Give back, unchanged, each line from the one containing "Annotation task — locate each instance of the center" through the last line of the entries below.

<<<<

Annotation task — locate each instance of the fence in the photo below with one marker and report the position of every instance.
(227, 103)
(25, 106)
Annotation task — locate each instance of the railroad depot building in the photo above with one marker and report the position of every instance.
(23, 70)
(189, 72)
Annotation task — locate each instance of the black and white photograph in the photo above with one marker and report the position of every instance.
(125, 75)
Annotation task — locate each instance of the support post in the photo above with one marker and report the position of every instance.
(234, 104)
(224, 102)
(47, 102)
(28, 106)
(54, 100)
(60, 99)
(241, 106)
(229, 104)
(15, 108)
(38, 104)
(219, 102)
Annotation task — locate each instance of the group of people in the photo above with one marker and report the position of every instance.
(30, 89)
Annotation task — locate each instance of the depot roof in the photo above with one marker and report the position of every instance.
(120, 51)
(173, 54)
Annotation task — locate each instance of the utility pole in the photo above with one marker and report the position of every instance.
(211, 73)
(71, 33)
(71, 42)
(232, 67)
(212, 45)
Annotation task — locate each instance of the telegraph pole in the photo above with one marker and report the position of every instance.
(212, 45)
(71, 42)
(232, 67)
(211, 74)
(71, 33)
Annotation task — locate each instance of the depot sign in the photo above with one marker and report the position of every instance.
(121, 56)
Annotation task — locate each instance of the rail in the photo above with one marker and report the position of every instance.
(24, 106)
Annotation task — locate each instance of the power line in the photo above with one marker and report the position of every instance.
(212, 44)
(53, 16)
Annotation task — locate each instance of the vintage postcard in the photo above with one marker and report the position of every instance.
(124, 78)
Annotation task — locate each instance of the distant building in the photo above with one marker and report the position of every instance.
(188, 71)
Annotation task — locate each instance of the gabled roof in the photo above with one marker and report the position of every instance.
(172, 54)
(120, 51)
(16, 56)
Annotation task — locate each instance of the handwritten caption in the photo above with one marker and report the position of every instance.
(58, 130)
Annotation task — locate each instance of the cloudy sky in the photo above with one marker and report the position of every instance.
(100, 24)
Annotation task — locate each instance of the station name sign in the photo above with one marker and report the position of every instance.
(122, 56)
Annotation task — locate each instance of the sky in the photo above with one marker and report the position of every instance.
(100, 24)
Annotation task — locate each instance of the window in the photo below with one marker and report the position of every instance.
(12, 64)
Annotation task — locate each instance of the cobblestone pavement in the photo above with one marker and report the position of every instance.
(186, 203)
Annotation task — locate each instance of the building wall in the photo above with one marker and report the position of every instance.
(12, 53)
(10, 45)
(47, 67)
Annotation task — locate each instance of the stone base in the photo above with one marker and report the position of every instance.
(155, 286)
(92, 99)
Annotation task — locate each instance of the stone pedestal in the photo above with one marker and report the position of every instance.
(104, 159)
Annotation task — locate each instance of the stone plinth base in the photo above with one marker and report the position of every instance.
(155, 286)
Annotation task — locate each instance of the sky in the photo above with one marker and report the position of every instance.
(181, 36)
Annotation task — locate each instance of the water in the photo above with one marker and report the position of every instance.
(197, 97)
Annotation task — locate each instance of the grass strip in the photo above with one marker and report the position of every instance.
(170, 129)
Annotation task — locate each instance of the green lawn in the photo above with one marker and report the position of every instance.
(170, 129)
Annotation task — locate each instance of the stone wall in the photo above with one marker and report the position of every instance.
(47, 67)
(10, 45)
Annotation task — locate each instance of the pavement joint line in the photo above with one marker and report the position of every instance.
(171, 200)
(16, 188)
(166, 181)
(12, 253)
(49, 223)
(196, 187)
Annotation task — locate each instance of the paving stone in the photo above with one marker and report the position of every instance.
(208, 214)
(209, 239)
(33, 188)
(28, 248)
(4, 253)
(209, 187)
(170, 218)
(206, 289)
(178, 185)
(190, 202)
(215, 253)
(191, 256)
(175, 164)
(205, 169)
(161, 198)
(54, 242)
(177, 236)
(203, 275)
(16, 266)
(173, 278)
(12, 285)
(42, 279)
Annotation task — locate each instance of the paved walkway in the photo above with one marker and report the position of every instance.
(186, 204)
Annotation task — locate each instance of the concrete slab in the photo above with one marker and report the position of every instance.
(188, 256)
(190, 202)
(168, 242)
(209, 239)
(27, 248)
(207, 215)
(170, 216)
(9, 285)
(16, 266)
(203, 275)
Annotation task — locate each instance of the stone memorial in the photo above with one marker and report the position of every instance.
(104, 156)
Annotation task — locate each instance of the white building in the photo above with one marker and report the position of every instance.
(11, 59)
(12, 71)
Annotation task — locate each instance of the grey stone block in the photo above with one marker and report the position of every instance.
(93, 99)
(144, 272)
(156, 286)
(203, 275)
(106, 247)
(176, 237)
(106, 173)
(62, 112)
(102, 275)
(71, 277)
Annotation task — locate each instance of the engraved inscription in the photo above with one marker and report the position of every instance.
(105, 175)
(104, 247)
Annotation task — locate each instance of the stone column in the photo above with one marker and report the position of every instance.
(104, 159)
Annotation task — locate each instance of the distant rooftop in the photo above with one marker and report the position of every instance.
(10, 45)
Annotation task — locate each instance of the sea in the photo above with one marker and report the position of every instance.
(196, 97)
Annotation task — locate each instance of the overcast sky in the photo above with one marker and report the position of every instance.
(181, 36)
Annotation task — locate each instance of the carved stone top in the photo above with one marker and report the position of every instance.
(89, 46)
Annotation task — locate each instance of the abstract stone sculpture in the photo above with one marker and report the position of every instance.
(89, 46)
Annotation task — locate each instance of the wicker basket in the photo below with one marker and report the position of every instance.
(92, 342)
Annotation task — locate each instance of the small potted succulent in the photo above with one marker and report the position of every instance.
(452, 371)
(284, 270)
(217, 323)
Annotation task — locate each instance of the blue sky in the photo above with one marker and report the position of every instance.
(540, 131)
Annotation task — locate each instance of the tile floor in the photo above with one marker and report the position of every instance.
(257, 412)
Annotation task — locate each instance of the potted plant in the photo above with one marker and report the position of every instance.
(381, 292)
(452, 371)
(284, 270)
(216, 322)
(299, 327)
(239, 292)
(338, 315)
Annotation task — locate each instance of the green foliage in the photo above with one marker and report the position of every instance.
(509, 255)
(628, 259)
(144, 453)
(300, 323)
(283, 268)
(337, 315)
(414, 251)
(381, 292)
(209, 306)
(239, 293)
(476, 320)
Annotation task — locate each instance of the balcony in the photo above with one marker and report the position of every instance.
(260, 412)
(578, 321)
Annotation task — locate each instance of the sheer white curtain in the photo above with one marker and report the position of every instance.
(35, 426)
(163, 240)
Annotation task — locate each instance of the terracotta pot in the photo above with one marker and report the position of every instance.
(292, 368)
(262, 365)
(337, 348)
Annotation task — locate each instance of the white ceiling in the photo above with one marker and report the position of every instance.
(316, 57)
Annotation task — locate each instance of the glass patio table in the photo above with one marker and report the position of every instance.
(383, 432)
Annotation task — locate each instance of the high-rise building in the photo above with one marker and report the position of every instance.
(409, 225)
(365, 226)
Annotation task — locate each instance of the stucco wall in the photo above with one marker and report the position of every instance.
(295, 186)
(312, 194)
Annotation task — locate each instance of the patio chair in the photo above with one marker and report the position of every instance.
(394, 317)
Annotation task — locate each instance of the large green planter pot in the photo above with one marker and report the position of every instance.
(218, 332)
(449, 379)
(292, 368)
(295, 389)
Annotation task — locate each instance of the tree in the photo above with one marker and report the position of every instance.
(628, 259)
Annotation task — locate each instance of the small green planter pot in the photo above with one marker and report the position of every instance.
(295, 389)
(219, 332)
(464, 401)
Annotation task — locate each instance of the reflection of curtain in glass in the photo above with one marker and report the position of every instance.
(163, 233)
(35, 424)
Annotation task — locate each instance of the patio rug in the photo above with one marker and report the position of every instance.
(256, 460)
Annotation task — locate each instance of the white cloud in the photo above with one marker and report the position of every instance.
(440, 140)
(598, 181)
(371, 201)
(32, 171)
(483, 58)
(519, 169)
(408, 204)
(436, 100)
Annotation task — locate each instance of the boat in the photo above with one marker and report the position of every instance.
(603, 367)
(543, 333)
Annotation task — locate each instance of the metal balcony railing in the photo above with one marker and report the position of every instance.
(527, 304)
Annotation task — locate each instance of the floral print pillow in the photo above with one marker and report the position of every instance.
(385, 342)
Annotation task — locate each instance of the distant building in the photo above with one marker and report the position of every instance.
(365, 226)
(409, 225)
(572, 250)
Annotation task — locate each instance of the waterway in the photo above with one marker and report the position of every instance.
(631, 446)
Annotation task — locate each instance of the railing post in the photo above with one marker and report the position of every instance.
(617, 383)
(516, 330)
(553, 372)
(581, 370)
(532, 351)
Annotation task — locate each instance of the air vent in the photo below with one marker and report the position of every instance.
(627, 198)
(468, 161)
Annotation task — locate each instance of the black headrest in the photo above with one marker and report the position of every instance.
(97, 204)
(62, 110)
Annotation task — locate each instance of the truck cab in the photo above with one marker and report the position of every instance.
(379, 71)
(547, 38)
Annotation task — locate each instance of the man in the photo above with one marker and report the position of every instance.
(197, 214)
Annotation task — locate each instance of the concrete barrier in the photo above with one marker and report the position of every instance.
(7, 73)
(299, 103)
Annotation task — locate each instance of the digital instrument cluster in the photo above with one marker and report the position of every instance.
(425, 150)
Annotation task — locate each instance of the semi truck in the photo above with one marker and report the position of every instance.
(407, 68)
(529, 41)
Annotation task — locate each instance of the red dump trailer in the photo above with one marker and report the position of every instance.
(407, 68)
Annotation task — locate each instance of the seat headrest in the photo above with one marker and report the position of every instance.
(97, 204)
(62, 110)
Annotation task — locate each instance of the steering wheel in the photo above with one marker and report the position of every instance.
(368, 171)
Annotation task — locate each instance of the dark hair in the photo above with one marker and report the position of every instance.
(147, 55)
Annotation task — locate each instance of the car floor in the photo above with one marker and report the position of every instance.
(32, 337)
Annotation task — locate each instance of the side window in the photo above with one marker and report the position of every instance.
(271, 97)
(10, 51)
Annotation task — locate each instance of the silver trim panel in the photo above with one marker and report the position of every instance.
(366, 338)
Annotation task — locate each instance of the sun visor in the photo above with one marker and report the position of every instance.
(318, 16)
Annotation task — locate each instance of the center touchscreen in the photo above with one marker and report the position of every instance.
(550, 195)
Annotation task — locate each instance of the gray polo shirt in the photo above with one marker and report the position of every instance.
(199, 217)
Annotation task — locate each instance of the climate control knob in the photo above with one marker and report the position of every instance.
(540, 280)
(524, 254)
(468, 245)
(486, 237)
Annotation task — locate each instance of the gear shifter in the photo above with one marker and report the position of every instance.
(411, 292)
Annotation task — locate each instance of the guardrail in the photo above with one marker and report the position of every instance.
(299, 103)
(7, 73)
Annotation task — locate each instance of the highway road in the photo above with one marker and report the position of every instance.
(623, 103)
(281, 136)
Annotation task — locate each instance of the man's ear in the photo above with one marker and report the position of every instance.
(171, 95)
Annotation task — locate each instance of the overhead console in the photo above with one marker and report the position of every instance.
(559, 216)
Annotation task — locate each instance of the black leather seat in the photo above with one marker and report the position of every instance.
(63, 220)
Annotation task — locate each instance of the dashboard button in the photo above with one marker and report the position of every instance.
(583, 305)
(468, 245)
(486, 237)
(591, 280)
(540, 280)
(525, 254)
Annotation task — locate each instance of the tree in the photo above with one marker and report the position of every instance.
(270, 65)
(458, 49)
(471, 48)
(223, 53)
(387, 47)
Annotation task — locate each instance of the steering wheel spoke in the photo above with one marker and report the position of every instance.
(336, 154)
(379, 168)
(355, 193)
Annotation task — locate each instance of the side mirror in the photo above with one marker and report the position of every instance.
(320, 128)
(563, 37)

>>>>

* [ANSWER FOR THIS EXERCISE]
Annotation task — locate each instance of the center touchscreen in the photo above with one marker and report the position of every instance.
(550, 195)
Annotation task — locate each instance of the gray polo shirt in the photo above with one marker and report the position of every instance.
(199, 217)
Annotation task — locate each instance of the climate control knob in the photo above with one marker and report the position of every instance.
(540, 280)
(524, 254)
(468, 245)
(486, 237)
Annotation task — locate each instance of the gear shifter in the photo above with one marker and report the position of every instance.
(411, 292)
Annotation task — locate each instance of the guardrail in the photo above with one marker and report the position of every instance.
(299, 103)
(7, 73)
Annotation task — locate each instance of the highway road in the photo above with one marker and report the position of every instance.
(623, 103)
(281, 136)
Annotation task — locate each instance of the man's ear in the photo above with one marker and report the position of every instance.
(171, 95)
Annotation task — locate each instance of the overhead console in the photo above with one marker and report the position of every instance.
(559, 216)
Annotation task — locate each instance of the black leather seat in the photo above with one marker and report the position of every instance.
(63, 220)
Annotation task — locate each instance of the dashboard button in the photo above with one marker and report the position of every instance.
(583, 305)
(468, 245)
(486, 237)
(591, 280)
(540, 280)
(525, 254)
Annotation task — locate each instance of the tree in the photo above with one marker and report the position of every instance.
(270, 65)
(458, 49)
(471, 48)
(223, 53)
(387, 47)
Annotation task — locate each instance of the steering wheel spoke in the photo above with one marker and report the position of every instance.
(336, 154)
(379, 168)
(355, 193)
Annotation task — locate each instance of the side mirror in the photo above with one marker and report the position of every instance.
(320, 128)
(563, 37)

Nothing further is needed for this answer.